Pointing records

--*--

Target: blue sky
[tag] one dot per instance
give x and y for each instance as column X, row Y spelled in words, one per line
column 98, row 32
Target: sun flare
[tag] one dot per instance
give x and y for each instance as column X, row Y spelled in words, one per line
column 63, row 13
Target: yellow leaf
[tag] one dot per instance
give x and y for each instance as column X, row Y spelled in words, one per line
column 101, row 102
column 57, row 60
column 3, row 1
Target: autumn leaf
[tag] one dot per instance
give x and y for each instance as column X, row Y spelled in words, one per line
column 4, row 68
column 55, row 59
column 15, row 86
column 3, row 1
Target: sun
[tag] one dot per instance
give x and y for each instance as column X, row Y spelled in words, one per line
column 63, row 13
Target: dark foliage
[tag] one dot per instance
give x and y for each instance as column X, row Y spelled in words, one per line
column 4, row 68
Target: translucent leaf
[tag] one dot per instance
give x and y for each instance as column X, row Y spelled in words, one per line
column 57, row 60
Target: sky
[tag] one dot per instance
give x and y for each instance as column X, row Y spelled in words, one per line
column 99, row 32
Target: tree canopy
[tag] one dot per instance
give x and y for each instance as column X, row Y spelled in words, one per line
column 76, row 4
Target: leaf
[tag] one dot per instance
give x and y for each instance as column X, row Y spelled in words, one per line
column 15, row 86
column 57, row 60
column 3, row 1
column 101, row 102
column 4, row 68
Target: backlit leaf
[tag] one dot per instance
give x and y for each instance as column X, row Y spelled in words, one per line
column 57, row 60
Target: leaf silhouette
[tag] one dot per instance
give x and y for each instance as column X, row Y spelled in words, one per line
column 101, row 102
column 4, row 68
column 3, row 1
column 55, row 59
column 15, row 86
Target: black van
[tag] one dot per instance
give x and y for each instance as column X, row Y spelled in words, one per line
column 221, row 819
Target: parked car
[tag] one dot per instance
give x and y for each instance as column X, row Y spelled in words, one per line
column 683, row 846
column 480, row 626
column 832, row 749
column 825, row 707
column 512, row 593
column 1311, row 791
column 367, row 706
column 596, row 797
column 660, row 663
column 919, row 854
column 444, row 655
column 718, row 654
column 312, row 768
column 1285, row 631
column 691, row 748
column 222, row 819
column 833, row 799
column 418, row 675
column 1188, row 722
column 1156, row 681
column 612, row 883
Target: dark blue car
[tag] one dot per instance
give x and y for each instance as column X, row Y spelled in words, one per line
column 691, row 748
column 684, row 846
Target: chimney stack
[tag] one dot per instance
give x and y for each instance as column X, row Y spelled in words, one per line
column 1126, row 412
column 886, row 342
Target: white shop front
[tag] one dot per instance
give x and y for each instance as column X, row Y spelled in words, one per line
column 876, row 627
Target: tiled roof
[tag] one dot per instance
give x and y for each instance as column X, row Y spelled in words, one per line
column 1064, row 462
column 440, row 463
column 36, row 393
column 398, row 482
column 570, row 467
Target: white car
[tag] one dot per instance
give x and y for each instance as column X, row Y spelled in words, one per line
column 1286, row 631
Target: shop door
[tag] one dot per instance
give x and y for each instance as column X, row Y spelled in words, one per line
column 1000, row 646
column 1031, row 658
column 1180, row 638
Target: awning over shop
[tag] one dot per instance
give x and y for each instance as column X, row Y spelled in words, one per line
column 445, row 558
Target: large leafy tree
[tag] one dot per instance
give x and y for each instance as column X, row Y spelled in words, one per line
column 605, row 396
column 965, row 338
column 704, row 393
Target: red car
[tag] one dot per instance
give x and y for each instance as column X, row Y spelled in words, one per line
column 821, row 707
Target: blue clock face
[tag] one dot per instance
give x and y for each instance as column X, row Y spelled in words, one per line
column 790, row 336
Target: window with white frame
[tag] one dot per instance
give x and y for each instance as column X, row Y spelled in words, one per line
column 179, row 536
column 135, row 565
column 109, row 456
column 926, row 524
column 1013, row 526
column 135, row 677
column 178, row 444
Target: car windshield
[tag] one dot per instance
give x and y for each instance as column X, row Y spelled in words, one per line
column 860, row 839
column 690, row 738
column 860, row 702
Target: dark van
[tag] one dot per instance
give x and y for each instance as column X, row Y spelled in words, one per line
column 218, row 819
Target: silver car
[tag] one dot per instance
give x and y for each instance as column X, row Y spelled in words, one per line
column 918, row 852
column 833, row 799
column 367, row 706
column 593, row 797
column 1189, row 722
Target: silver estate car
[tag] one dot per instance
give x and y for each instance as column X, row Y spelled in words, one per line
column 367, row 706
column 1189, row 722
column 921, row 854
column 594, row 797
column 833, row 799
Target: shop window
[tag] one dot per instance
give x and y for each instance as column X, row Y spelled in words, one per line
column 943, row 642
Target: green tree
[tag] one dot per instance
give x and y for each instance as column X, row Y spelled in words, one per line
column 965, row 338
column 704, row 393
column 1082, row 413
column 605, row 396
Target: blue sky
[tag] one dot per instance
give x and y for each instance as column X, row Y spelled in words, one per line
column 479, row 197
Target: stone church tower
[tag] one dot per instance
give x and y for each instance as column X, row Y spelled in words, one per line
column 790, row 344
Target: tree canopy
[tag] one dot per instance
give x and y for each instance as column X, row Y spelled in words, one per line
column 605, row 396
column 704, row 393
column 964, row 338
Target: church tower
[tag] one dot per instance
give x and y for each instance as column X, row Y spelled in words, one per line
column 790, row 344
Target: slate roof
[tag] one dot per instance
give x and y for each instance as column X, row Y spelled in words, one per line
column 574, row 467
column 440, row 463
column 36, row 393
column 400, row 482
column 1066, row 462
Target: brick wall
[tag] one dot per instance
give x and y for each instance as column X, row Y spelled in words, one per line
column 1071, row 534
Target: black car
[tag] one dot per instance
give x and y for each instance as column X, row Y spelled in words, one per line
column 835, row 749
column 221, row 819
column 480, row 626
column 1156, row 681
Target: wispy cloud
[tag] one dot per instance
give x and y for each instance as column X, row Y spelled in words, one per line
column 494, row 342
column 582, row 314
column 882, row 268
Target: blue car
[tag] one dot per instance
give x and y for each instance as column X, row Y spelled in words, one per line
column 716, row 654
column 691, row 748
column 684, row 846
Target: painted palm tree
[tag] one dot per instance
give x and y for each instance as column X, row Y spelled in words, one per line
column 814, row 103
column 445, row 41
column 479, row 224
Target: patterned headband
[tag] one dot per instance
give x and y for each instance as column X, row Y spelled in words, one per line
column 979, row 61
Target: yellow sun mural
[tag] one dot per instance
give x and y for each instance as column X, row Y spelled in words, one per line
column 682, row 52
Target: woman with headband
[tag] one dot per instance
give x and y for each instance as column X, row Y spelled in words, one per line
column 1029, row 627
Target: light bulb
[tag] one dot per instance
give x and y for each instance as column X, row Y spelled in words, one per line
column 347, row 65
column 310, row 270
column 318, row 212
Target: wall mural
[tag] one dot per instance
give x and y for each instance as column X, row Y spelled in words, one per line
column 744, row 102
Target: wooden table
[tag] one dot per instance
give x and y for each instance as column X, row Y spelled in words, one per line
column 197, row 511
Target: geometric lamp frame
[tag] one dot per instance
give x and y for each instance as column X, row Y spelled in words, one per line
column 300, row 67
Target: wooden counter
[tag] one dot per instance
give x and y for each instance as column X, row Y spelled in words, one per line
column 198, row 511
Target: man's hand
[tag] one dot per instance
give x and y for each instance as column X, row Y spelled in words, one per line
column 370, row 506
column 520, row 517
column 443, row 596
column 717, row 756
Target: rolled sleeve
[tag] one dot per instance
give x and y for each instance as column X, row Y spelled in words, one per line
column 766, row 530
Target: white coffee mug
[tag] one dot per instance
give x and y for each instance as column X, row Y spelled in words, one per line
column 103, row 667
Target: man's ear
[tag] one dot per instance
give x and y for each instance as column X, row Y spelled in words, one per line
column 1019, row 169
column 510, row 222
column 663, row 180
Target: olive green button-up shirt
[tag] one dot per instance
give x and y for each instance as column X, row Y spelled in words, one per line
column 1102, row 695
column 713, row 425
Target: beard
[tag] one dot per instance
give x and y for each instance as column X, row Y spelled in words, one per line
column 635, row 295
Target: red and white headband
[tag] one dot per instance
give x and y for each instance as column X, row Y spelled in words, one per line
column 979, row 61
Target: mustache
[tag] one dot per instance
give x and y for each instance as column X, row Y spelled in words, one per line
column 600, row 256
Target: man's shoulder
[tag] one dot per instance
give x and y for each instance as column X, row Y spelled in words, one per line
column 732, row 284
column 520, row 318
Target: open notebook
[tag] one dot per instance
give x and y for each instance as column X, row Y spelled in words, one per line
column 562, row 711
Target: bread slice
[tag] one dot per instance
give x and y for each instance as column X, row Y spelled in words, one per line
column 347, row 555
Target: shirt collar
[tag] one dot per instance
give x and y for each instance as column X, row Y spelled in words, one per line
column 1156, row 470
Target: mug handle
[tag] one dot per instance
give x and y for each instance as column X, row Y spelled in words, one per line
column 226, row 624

--*--

Task requirements >>
Quote the lines of the material above word for word, starting at the line that contains "Target: wooden table" and ending at the line that contains "column 663, row 180", with both of those lines included.

Result >>
Target: wooden table
[tag] one dot per instance
give x and y for each instance as column X, row Y spelled in words, one per line
column 197, row 511
Target: geometric lamp frame
[tag] one dot per instance
give x and y for each instance as column X, row Y spelled in words, one per line
column 300, row 67
Target: wooden counter
[tag] one dot per instance
give x and y for each instance as column X, row Y spelled in words, one per line
column 198, row 511
Target: man's hand
[tag] one dot per instance
give x and y for each instance as column X, row Y spelled in words, one per line
column 370, row 506
column 520, row 517
column 443, row 596
column 717, row 756
Target: rolled sleeve
[tag] one dot per instance
give x and y for each instance as column X, row Y spelled in words, one per line
column 766, row 530
Target: white coffee mug
[tag] one dot per instance
give x and y for each instance as column X, row Y spelled in words, one per line
column 103, row 667
Target: man's ear
[tag] one dot per instance
give x and y for each instance as column X, row Y spelled in words, one per line
column 1019, row 169
column 510, row 222
column 663, row 180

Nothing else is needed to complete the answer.